▶ _SOURCE PASSAGE_

***

The seventh match of the season is a bit early to be thinking about must-win games, but a look at the Chicago Fire's early results and schedule shows why there should be a bit more desperation.

The Fire host D.C. United on Saturday (4 p.m. on CSN; coverage begins at 3:30 p.m. with Fire Pregame Live) and need three points to avoid putting themselves in an early hole in the playoff race in the Eastern Conference.

After playing four of the first six matches at home against all against Eastern Conference teams, the Fire (1-2-3, 6 points) have just one win. On top of that, the next three games are all on the road in an eight-day period. Getting points during that stretch will be difficult. That's why Saturday's game against D.C. (2-3-3, 9 points) is about as important as a late-April game can be.

"The team we have a good feeling," Fire midfielder John Goossens said. "We are waiting on the results. We are working hard for it. Last week was really hard sessions. We trained really hard and we have to show it on the weekend.”

On the other side, D.C. has two shutout victories in its last three matches after going winless through five. The veteran team is crushed with injuries at the moment.

Standout goalkeeper Bill Hamid has been out all season and his replacement Andrew Dykstra, a former Fire keeper, has been out since starting the opener. Charlie Horton, who was acquired due to the absence of Hamid, is also out injured. Second-year player Travis Worra has started each match since.

Forward Fabian Espindola, who has three goals so far, picked up a hamstring injury last weekend and is out. He will likely be replaced by Alvaro Sabario at forward, who will pair with former Fire forward Chris Rolfe up top. Midfielder Marcelo Sarvas is suspended due to yellow card accumulation.

***

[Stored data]
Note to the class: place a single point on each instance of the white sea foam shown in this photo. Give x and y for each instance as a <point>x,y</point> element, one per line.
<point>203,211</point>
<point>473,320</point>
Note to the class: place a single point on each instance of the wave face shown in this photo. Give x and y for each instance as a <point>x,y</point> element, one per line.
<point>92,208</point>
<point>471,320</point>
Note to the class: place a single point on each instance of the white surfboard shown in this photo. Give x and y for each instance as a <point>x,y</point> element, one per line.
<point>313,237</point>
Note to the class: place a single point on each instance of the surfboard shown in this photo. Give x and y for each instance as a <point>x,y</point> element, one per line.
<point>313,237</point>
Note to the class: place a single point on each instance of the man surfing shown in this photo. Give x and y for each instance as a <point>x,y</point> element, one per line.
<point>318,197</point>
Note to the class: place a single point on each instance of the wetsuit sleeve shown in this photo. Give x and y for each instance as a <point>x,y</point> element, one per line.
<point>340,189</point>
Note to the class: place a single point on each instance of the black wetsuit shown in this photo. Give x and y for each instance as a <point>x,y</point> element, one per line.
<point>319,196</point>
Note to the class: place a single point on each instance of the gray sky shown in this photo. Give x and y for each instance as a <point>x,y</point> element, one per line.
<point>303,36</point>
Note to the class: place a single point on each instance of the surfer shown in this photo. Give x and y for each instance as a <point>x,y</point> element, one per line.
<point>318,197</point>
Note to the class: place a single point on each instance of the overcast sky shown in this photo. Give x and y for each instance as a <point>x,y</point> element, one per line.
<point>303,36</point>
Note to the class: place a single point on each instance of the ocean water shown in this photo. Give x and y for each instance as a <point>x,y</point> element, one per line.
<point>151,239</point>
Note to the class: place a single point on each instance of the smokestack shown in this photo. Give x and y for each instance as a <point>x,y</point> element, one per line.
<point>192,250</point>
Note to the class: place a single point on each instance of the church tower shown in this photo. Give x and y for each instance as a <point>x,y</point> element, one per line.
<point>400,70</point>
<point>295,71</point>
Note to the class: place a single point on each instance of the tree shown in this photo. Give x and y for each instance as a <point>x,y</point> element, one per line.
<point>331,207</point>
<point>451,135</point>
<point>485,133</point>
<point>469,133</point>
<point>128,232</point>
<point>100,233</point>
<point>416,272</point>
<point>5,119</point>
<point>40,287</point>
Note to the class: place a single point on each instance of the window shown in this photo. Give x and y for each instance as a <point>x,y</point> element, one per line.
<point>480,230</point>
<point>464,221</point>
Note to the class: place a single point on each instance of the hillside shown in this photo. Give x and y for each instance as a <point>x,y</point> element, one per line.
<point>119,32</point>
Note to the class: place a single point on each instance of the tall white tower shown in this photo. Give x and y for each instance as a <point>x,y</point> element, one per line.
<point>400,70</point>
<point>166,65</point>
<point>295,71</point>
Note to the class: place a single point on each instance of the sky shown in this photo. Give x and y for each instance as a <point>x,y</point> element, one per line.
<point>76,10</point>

***

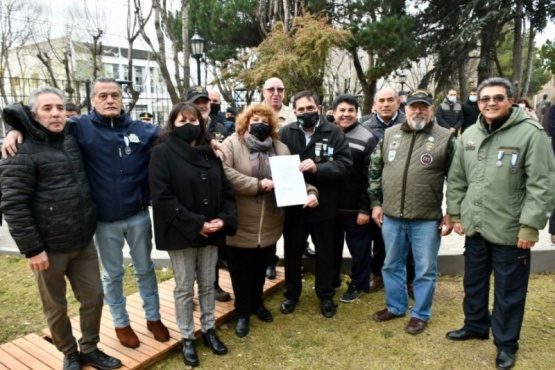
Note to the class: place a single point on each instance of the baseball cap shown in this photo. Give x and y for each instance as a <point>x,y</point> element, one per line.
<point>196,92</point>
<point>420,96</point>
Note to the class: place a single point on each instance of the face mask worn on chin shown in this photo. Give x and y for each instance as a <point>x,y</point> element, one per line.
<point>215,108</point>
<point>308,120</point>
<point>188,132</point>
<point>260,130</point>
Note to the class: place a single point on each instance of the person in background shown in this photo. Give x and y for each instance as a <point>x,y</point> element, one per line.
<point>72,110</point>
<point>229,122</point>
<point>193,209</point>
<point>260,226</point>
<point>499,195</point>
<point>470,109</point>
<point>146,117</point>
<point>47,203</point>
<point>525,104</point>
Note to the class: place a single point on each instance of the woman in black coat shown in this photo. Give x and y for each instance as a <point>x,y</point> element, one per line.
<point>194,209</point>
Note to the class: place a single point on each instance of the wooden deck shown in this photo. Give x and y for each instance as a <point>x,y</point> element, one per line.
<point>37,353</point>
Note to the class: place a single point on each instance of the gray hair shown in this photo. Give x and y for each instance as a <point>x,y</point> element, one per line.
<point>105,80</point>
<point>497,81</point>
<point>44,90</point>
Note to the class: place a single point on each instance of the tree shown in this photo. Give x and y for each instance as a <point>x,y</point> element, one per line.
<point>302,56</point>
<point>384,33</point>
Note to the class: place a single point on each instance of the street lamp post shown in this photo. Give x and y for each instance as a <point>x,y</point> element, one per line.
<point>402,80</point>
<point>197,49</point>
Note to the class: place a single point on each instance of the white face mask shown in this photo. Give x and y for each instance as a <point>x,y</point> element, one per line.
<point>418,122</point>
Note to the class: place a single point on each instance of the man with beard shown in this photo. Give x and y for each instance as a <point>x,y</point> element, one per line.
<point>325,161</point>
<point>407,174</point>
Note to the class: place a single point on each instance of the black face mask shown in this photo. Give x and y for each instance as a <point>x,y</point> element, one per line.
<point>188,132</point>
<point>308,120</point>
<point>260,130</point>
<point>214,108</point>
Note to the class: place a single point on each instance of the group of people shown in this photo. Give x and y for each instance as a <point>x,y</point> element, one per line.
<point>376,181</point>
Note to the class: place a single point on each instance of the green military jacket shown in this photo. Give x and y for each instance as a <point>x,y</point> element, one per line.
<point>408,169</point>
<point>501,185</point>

***

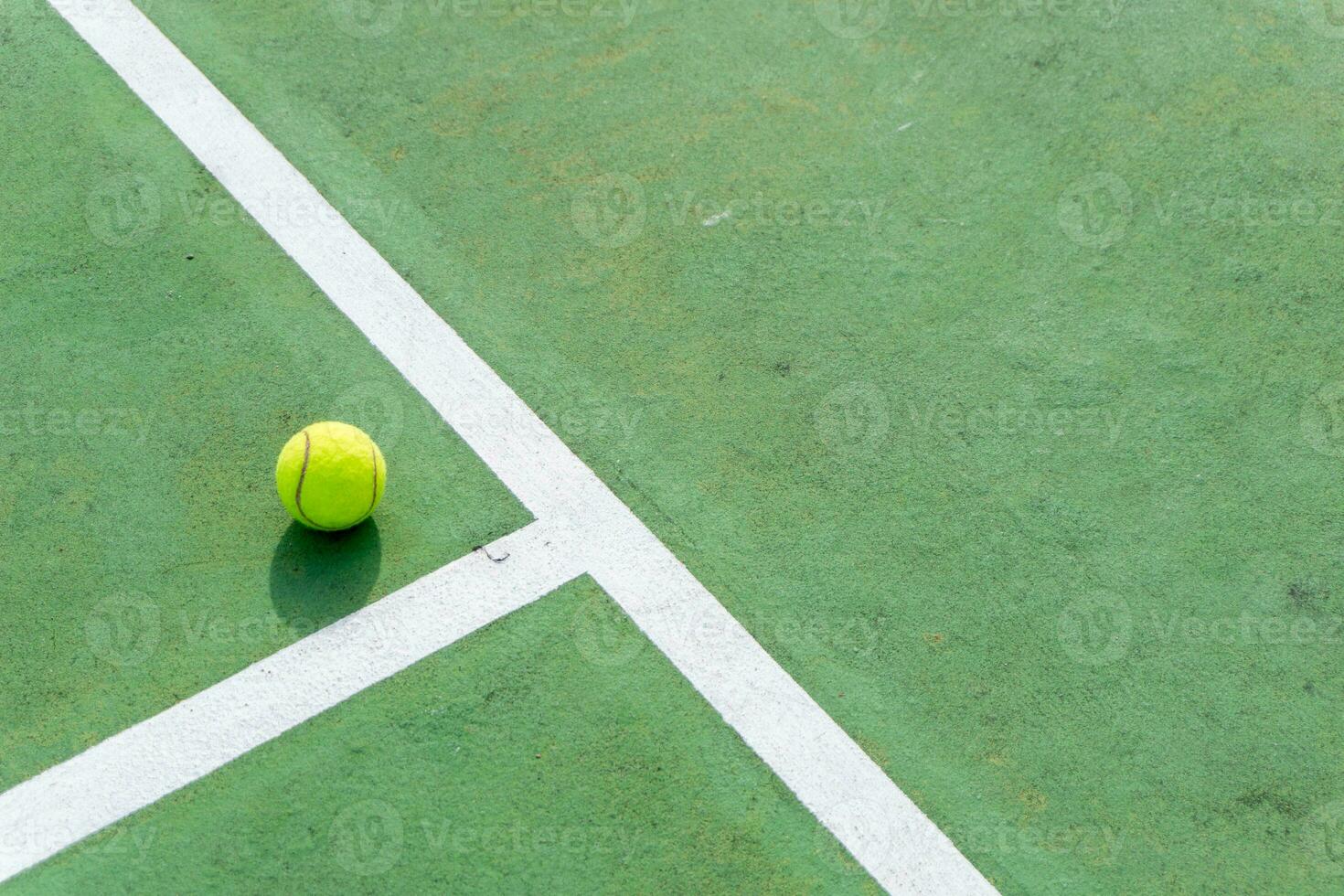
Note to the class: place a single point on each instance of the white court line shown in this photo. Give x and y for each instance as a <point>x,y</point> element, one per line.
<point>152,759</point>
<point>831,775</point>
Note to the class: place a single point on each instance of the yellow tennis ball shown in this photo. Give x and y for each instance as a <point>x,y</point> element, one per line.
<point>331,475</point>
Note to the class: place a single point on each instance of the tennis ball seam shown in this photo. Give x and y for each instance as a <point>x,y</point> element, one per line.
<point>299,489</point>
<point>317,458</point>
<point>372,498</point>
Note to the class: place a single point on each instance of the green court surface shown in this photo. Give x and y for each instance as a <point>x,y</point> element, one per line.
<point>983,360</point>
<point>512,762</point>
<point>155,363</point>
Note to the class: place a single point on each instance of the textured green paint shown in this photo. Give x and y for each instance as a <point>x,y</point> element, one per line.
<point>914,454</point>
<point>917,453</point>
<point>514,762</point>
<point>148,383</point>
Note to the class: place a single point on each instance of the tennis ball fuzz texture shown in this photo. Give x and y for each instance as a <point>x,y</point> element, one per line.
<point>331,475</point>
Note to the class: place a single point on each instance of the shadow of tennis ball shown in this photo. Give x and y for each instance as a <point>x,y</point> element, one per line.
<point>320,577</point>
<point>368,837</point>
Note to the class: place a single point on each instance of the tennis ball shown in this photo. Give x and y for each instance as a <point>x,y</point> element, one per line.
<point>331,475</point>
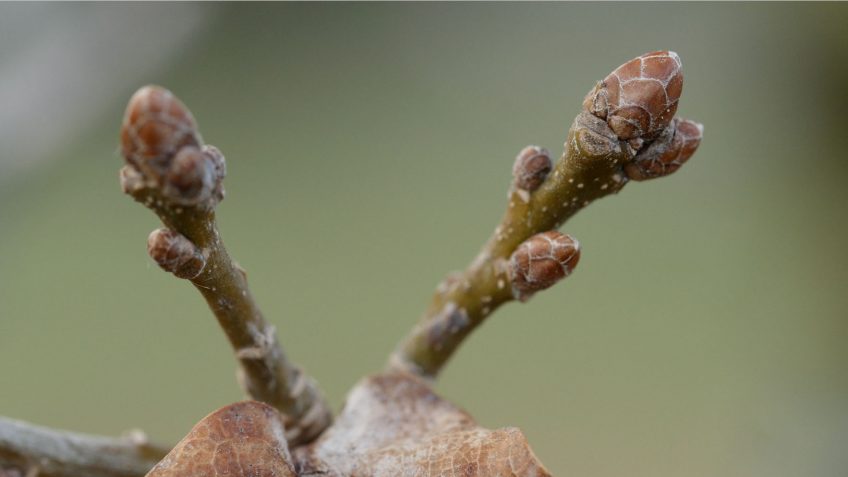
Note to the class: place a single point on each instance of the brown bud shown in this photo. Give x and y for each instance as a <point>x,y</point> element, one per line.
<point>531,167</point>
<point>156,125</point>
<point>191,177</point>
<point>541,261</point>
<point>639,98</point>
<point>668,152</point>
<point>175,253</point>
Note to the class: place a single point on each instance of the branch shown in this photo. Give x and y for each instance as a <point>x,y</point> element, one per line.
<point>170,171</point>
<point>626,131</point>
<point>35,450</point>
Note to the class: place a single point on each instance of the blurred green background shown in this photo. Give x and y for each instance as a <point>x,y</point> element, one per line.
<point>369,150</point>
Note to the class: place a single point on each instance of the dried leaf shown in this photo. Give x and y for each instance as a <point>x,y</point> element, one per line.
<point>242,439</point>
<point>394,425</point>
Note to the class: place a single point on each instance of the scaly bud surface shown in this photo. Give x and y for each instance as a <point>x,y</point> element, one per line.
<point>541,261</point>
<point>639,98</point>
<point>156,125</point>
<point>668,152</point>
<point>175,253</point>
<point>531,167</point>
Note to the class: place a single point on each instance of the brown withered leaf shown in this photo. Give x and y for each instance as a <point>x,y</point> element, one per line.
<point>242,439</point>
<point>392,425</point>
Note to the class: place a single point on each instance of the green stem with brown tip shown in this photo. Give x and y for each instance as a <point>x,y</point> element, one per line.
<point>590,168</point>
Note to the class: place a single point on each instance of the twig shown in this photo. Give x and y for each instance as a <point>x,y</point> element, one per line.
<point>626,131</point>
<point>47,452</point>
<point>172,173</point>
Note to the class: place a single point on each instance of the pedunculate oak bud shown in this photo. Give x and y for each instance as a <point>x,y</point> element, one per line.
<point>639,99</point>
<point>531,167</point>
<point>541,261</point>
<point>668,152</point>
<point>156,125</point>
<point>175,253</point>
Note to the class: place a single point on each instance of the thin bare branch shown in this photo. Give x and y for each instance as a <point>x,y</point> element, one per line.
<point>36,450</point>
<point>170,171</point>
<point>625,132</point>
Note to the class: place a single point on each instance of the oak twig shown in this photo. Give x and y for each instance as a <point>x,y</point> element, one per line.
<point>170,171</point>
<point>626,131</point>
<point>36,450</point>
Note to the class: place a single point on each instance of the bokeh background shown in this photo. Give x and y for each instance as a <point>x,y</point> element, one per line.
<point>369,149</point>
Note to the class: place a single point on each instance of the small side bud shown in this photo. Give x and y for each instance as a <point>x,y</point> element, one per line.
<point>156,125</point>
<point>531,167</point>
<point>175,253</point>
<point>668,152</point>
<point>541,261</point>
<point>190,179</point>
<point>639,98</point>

***

▶ _PROBLEMS_
A - Translate this sentence from the match preview into Spanish: "Getting points during that stretch will be difficult."
B - List every D.C. United player named in the match preview.
The rows above are separate material from the text.

▶ _ANSWERS TO THE EXERCISE_
A - Conseguir puntos durante ese tramo será difícil.

B - Bill Hamid, Andrew Dykstra, Charlie Horton, Travis Worra, Fabian Espindola, Alvaro Sabario, Chris Rolfe, Marcelo Sarvas